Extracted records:
>> START

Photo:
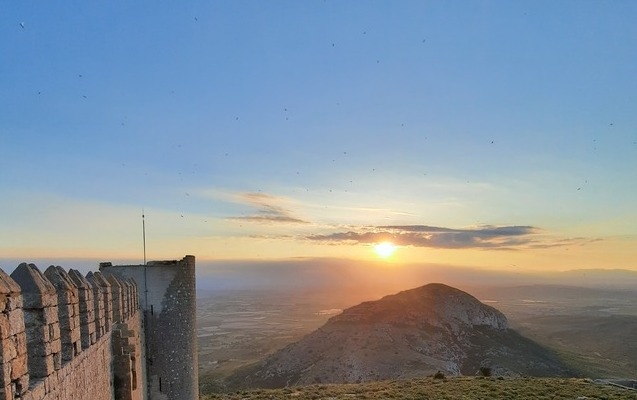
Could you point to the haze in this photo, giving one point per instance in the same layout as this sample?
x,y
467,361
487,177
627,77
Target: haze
x,y
492,135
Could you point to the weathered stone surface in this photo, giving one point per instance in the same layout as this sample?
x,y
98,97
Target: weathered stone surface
x,y
37,291
18,366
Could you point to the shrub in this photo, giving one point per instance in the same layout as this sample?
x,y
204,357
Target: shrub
x,y
485,371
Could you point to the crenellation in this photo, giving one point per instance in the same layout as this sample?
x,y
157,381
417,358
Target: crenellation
x,y
98,306
118,301
64,336
68,309
14,379
40,320
87,308
107,294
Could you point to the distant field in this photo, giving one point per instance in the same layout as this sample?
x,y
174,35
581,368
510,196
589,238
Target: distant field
x,y
466,388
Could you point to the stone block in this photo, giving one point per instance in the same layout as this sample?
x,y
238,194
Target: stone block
x,y
22,384
5,373
16,321
35,288
19,366
7,350
14,301
21,343
6,393
5,327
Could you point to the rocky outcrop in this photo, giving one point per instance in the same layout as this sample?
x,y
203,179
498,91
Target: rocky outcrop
x,y
410,334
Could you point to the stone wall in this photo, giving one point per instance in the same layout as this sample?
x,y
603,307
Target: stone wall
x,y
64,336
168,301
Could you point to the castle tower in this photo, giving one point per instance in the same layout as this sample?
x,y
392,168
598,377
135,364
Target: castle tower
x,y
168,300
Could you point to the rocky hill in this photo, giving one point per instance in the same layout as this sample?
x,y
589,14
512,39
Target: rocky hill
x,y
414,333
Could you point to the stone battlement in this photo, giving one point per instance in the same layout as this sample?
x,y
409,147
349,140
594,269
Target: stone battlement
x,y
65,336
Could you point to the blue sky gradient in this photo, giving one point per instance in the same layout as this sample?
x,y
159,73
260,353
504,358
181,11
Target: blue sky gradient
x,y
245,129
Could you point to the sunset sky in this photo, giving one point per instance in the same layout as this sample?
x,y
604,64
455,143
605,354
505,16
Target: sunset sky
x,y
492,134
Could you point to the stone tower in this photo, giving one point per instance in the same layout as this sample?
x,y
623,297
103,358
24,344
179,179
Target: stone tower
x,y
168,301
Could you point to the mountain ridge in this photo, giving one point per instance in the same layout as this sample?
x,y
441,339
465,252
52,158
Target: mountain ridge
x,y
410,334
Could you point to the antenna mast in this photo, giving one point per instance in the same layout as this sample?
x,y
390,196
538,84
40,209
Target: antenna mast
x,y
144,234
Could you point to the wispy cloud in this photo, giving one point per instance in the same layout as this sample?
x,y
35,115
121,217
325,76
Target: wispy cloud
x,y
269,209
488,236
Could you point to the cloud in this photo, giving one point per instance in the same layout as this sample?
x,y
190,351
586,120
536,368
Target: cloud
x,y
269,209
488,236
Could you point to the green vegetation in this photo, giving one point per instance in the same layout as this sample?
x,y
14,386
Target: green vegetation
x,y
466,388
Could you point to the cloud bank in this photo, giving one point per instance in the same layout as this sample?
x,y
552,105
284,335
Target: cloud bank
x,y
488,236
269,209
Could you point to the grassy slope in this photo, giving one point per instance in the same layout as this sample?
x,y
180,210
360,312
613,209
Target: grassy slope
x,y
468,388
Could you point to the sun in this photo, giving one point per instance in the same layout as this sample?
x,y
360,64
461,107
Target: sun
x,y
384,249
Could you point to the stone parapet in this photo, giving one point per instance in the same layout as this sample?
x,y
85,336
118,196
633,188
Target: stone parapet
x,y
83,336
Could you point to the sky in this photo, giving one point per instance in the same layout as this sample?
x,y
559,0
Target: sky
x,y
493,134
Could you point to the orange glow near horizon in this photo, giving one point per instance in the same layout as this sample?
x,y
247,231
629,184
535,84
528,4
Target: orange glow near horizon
x,y
385,249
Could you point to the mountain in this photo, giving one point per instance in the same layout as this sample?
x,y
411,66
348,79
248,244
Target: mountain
x,y
414,333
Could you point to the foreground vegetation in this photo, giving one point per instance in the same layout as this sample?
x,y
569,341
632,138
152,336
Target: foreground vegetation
x,y
466,388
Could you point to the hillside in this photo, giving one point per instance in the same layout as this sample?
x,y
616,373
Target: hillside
x,y
411,334
465,388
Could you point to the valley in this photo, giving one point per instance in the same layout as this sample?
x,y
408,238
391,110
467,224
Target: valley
x,y
589,328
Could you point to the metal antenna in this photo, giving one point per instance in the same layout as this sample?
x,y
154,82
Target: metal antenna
x,y
144,234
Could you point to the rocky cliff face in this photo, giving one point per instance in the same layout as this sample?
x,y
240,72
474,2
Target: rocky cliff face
x,y
410,334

>> END

**What is needed**: Return exactly the lines of the data, and only those, from the line with "Could you point to the orange" through the last line, inclusive.

**The completed task**:
Could you point to the orange glow near horizon in this photo, giving one point per instance in the same layout as this sample?
x,y
247,231
629,184
535,84
528,4
Target: orange glow near horizon
x,y
385,249
Could you point to the mountain in this photo, giving one point per instance in the same layout as this sample?
x,y
411,66
348,79
248,244
Target: mountain
x,y
414,333
Could you point to the foreground vegetation in this photo, giving one point per instance in the same layout as this sample?
x,y
569,341
632,138
152,336
Target: foreground vegetation
x,y
466,388
Could you point to the hillside in this photo, giving one point per instance in the same layout as this sample?
x,y
616,373
Target: hillside
x,y
411,334
465,388
Could you point to the valley in this photo, giving one point per instance in the same layout as this sample?
x,y
408,238
391,110
467,224
Target: valley
x,y
589,328
Could you point to the metal antenna in this photo, giving one point per instance in the same layout as this sample?
x,y
154,82
Target: metal antenna
x,y
144,234
Could you point to the rocky cliff face in this photo, giving one point per instance in the same layout as this sample?
x,y
240,72
474,2
Target: rocky cliff face
x,y
410,334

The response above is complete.